----- Data to use

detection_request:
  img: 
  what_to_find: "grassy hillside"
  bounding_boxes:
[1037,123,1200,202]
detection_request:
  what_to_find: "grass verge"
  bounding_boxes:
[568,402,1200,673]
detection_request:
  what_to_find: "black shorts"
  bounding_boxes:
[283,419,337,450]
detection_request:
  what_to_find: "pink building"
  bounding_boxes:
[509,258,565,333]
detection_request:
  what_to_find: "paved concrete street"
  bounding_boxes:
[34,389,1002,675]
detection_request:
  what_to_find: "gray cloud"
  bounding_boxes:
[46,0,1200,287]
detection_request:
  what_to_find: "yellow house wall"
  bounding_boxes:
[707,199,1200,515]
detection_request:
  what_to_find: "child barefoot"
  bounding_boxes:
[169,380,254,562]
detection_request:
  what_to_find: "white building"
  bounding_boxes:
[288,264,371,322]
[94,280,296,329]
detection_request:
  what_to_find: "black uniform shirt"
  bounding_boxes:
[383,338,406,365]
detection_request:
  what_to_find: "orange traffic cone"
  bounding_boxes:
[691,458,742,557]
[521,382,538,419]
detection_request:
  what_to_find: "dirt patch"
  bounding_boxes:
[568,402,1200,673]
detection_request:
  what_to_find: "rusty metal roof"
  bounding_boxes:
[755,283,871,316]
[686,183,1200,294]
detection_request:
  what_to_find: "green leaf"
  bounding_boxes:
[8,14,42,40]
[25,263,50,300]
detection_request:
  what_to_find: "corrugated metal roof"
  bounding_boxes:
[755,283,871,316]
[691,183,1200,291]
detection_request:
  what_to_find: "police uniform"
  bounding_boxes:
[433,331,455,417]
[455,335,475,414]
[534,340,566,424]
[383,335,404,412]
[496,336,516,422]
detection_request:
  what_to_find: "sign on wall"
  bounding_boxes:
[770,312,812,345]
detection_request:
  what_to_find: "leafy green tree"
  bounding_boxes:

----------

◆ Task objective: Extract each line in the records that contains the word "building".

◆ Written reply:
  what_to_find: "pink building"
  what_to_find: "white building"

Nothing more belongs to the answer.